[Selected extract]:
..........

From structured icu data to discharge-style narratives: a modular, view-wise llm framework

From Structured ICU Data to Discharge-Style Narratives: A Modular, View-Wise LLM Framework

Advisor: Dr. Lipika Dey, Dr. Mayank Garg

Students: Himangi Parekh, Soham Shah

Natural Language Processing Healthcare AI

Abstract

Electronic health records (EHRs) contain rich information about a patient’s intensive care unit (ICU) course, but this information is spread across multiple structured tables and is difficult to interpret quickly. This project investigates whether large language models (LLMs) can generate discharge-style ICU summaries directly from structured EHR data, without access to original clinical notes. We propose a modular, view-wise framework that transforms MIMIC-IV ICU data into coherent narrative summaries through structured aggregation, linearisation, and controlled prompt-based summarisation. The framework is evaluated using both quantitative and qualitative metrics, revealing model-specific trade-offs between conciseness, coverage, and clinical faithfulness.

..........

[Input data]:
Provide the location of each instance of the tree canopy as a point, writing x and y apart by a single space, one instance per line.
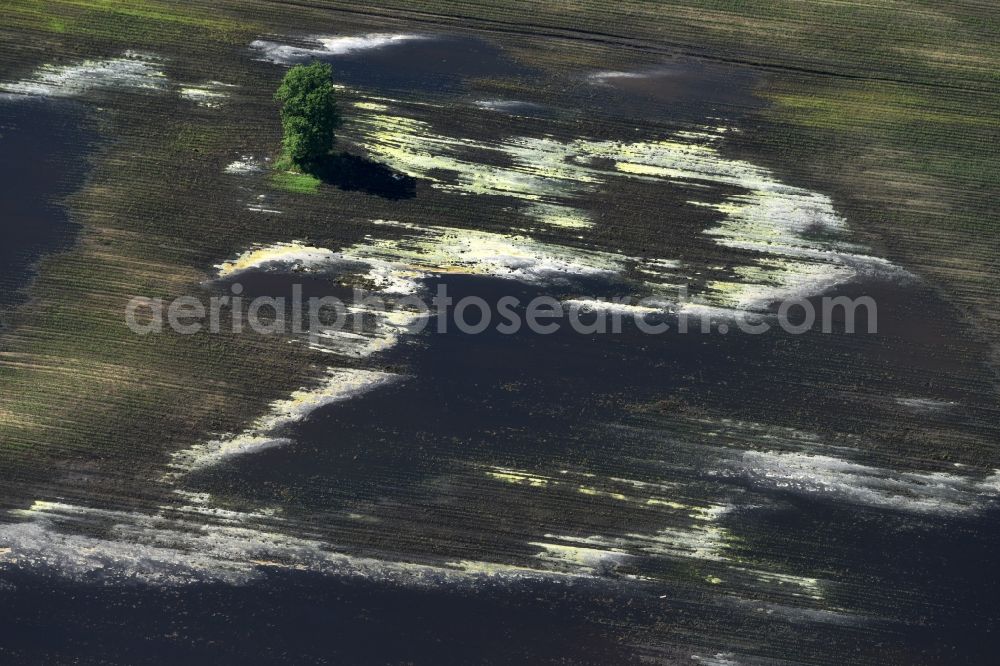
309 114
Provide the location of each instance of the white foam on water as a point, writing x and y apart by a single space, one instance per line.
210 95
293 255
823 475
172 548
337 385
138 72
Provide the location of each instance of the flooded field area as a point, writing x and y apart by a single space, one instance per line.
394 492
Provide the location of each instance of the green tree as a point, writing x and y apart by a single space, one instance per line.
309 114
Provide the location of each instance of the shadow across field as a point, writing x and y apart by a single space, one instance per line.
356 173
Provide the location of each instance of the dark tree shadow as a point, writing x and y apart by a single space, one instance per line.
360 174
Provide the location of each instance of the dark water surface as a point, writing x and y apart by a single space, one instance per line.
43 148
399 474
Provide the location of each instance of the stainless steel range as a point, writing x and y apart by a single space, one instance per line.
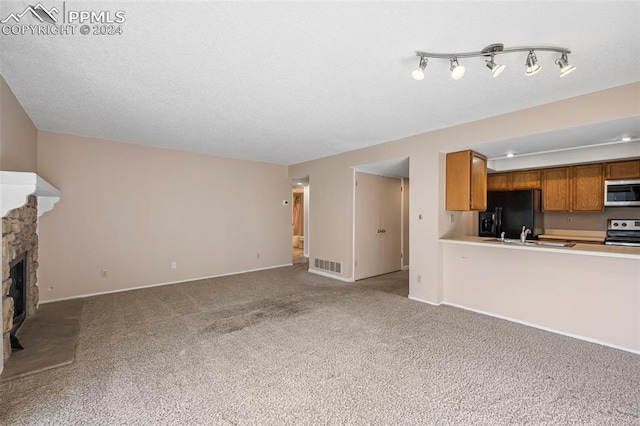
623 232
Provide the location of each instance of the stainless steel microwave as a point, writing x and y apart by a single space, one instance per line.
622 193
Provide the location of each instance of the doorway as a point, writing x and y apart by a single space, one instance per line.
381 219
300 221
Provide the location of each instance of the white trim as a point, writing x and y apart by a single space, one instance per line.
15 188
552 330
163 284
424 301
353 225
325 274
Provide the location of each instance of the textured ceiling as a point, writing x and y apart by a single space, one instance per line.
286 82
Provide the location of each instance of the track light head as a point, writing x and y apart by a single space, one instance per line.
489 53
418 73
533 67
563 63
496 69
457 70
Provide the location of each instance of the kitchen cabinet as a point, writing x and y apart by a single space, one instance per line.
499 182
466 184
525 179
622 170
576 188
587 188
556 189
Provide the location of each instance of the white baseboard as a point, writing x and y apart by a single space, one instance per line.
551 330
335 277
162 284
417 299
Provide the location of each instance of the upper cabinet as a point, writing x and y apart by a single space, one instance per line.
587 188
556 189
573 189
622 170
508 181
466 184
499 182
525 179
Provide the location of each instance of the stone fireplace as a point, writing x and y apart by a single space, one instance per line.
19 269
23 198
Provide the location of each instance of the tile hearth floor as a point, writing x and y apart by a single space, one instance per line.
49 339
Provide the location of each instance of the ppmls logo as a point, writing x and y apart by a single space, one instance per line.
38 11
69 22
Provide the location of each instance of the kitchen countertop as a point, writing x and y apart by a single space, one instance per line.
573 235
579 249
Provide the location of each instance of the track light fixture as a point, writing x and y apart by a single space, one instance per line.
496 69
533 67
418 73
489 53
457 70
563 63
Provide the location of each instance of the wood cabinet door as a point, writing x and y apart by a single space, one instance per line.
556 189
622 170
525 180
499 182
458 183
478 200
588 188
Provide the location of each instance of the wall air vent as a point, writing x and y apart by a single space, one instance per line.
328 265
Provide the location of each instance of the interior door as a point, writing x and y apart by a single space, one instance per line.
378 225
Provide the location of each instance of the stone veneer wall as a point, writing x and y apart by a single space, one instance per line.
19 236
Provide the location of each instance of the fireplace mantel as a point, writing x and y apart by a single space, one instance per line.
15 187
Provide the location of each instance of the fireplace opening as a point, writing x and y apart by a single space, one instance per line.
18 291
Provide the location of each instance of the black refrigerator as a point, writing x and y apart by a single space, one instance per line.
509 211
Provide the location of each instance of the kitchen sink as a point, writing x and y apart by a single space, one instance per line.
531 242
550 243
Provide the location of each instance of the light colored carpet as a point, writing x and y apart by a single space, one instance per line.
49 339
287 347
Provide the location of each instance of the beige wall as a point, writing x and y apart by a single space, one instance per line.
405 222
132 210
331 179
591 221
18 135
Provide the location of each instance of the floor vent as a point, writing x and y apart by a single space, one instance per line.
328 265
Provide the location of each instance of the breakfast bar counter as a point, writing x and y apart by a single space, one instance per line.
587 291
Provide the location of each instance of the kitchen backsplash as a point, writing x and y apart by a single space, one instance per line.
596 221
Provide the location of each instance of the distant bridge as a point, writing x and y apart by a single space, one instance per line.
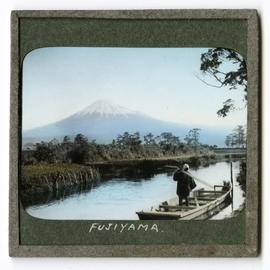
230 151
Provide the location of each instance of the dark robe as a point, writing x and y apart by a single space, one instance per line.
185 183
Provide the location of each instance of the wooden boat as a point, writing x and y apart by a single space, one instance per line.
202 205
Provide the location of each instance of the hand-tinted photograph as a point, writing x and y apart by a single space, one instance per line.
133 133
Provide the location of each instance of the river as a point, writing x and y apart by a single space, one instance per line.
120 198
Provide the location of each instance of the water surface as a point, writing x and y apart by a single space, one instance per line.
120 198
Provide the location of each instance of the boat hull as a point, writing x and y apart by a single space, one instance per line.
206 208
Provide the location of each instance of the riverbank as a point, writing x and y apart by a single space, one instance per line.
45 182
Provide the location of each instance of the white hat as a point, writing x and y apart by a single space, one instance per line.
185 167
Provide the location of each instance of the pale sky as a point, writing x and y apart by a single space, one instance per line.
160 82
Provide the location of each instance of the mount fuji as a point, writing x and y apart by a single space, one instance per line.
104 121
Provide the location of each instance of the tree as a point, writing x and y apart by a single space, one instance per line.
80 139
149 139
240 136
44 153
213 64
237 138
80 151
192 138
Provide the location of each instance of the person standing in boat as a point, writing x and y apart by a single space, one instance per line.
185 184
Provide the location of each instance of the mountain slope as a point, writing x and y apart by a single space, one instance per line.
103 121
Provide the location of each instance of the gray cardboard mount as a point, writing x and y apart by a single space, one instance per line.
252 214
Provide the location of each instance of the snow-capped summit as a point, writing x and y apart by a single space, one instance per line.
105 107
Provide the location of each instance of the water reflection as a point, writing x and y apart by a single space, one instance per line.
120 197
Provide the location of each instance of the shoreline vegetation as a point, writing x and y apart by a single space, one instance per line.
54 170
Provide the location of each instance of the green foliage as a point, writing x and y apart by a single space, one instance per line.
237 138
213 64
126 146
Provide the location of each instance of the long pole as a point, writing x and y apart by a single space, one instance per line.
232 183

..........

[Activities]:
A. In the text on ICU discharge-style summaries, what data does the proposed framework transform into narrative summaries?
B. Carry on the text on ICU discharge-style summaries, starting after its final sentence.

[Answer set]:
A. MIMIC-IV ICU data.

B.
Project Description

Electronic health records (EHRs) capture detailed, high-frequency clinical data across the course of a patient’s hospital stay, particularly in intensive care units (ICUs). While these structured data streams—such as laboratory results, medication administrations, physiological measurements, procedures, and outputs—are comprehensive, they are fragmented across multiple relational tables and lack narrative form. Clinicians must manually integrate this information into discharge summaries, a process that is time-consuming, cognitively demanding, and prone to inconsistency. This project explores whether large language models (LLMs) can reliably generate discharge-style ICU summaries using structured EHR data alone, without relying on clinician-authored notes.

The project proposes a modular, view-wise summarisation framework built on the MIMIC-IV ICU database. Raw structured tables are first cleaned and reorganised into patient-centric ICU episodes anchored around stay identifiers. These episodes are then decomposed into clinically meaningful “views,” including admissions, diagnoses and procedures, laboratory tests, medications, physiological measurements, and outputs. Each view is aggregated and linearised into compact textual blocks that preserve factual grounding while remaining interpretable to language models.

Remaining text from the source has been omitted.